* **Page excerpt**:

Dr. Janice Fitzgerald says that so far this year, the province has recorded 230 confirmed cases of the vaccine-preventable respiratory tract infection, also known as pertussis.

Late last month, Quebec reported more than 11,000 cases during the same time period, while Ontario counted 470 cases, well above the five-year average of 98. In Quebec, the majority of patients are between the ages of 10 and 14.

Meanwhile, New Brunswick has declared a whooping cough outbreak across the province. A total of 141 cases were reported by last month, exceeding the five-year average of 34.

The disease can lead to severe complications among vulnerable populations including infants, who are at the highest risk of suffering from complications like pneumonia and seizures. Symptoms may start with a runny nose, mild fever and cough, then progress to severe coughing accompanied by a distinctive “whooping” sound during inhalation.

“The public, especially pregnant people and those in close contact with infants, are encouraged to be aware of symptoms related to pertussis and to ensure vaccinations are up to date,” Newfoundland and Labrador’s Health Department said in a statement.

Whooping cough can be treated with antibiotics, but vaccination is the most effective way to control the spread of the disease. As a result, the province has expanded immunization efforts this school year. While booster doses are already offered in Grade 9, the vaccine is now being offered to Grade 8 students as well.

Public health officials say whooping cough is a cyclical disease that increases every two to five or six years.

Meanwhile, New Brunswick’s acting chief medical officer of health expects the current case count to get worse before tapering off.

A rise in whooping cough cases has also been reported in the United States and elsewhere. The Pan American Health Organization issued an alert in July encouraging countries to ramp up their surveillance and vaccination coverage.

* **Exercise set**:
(a) Revise the whooping cough article from "Whooping cough can" to "students as well.", changing "expanded" to "broadened".
(b) Decide whether each statement agrees with the whooping cough article, answering yes or no and quoting the words that settle it: (i) Ontario's case count was above its five-year average. (ii) New Brunswick's 141 cases fell below its five-year average. (iii) This school year, the vaccine is offered only to Grade 9 students.
The records that come next are separate material and are not part of the whooping cough article.

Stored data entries

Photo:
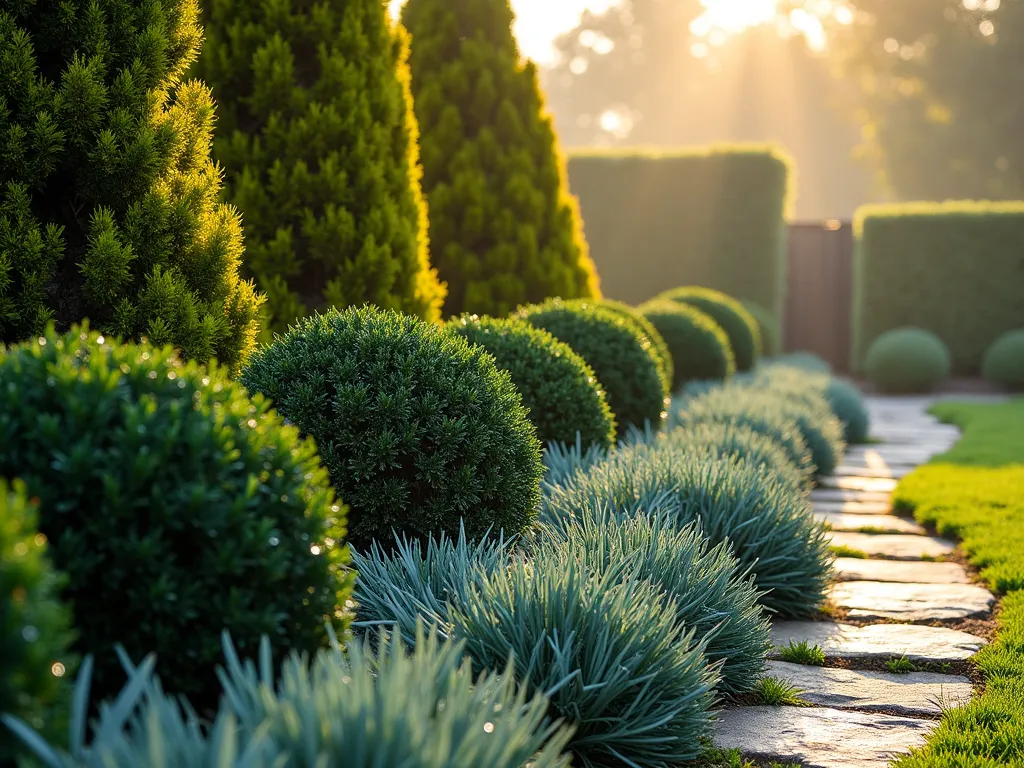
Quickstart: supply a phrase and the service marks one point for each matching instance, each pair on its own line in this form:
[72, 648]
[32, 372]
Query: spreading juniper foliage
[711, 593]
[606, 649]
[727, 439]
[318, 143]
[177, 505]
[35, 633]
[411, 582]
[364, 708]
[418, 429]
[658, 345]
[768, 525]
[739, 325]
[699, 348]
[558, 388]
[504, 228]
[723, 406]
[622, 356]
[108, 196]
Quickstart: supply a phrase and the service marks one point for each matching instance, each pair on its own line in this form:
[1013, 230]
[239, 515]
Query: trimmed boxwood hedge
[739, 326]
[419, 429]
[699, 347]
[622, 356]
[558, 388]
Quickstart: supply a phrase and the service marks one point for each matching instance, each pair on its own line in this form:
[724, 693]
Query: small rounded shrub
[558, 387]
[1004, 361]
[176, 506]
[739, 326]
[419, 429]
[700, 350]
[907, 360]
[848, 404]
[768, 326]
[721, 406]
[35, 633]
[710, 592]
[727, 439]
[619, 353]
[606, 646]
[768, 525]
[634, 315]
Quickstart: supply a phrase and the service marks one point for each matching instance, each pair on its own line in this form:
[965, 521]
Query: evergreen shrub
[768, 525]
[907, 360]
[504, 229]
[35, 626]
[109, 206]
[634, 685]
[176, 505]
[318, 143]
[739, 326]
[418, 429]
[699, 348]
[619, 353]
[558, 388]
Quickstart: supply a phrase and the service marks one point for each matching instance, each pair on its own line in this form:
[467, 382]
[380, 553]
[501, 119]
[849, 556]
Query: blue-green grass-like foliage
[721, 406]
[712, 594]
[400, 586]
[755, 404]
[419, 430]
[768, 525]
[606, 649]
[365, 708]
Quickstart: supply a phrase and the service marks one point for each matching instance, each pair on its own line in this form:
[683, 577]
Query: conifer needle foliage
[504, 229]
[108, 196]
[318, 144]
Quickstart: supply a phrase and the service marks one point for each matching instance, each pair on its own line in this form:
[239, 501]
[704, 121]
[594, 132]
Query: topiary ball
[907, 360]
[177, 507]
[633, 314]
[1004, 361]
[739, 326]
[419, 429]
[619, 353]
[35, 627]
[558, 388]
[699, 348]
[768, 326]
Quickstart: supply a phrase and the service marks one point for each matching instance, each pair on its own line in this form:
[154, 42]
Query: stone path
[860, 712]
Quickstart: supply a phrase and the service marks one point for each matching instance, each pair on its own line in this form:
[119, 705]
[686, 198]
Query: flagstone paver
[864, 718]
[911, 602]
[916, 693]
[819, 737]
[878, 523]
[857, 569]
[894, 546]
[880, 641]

* **Solutions in order**:
(a)
Whooping cough can be treated with antibiotics, but vaccination is the most effective way to control the spread of the disease. As a result, the province has broadened immunization efforts this school year. While booster doses are already offered in Grade 9, the vaccine is now being offered to Grade 8 students as well.

(b)
(i) Yes: "Ontario counted 470 cases, well above the five-year average of 98."
(ii) No: "A total of 141 cases were reported by last month, exceeding the five-year average of 34."
(iii) No: "the vaccine is now being offered to Grade 8 students as well."